** Start of DATA ENTRIES **

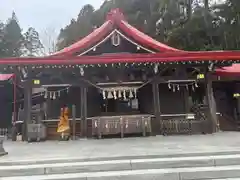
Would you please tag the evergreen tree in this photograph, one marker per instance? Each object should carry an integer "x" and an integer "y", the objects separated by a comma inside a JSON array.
[
  {"x": 32, "y": 43},
  {"x": 1, "y": 40},
  {"x": 12, "y": 38}
]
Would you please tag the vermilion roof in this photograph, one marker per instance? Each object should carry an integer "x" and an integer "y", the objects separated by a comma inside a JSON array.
[
  {"x": 168, "y": 57},
  {"x": 115, "y": 19},
  {"x": 5, "y": 77},
  {"x": 230, "y": 70}
]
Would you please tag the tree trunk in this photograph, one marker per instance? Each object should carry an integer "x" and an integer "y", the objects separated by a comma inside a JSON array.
[{"x": 206, "y": 4}]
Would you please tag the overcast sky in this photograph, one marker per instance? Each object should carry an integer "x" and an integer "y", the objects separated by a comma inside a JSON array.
[{"x": 42, "y": 14}]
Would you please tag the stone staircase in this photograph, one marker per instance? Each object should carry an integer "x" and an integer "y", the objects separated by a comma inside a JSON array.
[{"x": 201, "y": 166}]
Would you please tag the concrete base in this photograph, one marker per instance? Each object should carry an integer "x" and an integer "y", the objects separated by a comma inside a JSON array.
[{"x": 2, "y": 150}]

** End of DATA ENTRIES **

REQUIREMENT: Render every line of the records above as a JSON array of strings, one per line, with blank lines and picture lines left out.

FULL OUTPUT:
[
  "Would you please tag the evergreen tree in this photograph, one marker per instance? Each object should carry an integer \"x\" and an integer \"y\", the objects separated by a comma inside a JSON array.",
  "[",
  "  {\"x\": 32, \"y\": 43},",
  "  {\"x\": 1, \"y\": 40},",
  "  {\"x\": 12, \"y\": 38}",
  "]",
  "Would you please tag the vermilion roof in this photograph, one marker per instance? Each object should carry an integer \"x\" and an integer \"y\", the objects separated by a comma inside a JSON array.",
  "[",
  "  {\"x\": 168, \"y\": 57},",
  "  {\"x\": 115, \"y\": 19},",
  "  {\"x\": 5, \"y\": 77},",
  "  {\"x\": 230, \"y\": 70}",
  "]",
  "Would you please tag the tree trunk in this photograph, one marker per instance? Each object should carry an integer \"x\" and an integer \"y\", the objects separated by a comma inside a JSON array.",
  "[{\"x\": 206, \"y\": 4}]",
  "Would you please tag the overcast sky in this photograph, one marker per instance? Each object should carry an integer \"x\" and an integer \"y\", the objects separated by a comma inside a JSON array.",
  "[{\"x\": 42, \"y\": 14}]",
  "Would you please tag the stone staircase in this photograph, one marker per instance? Each object should carry an integer \"x\" and an integer \"y\", the objects separated by a comma inside a JSON array.",
  "[{\"x\": 201, \"y\": 166}]",
  "Would you please tag the concrete base in this photograph, one marker per instance? Each object should carry an integer \"x\" and an integer \"y\", the objects separated by a comma inside a JSON array.",
  "[{\"x\": 2, \"y\": 150}]"
]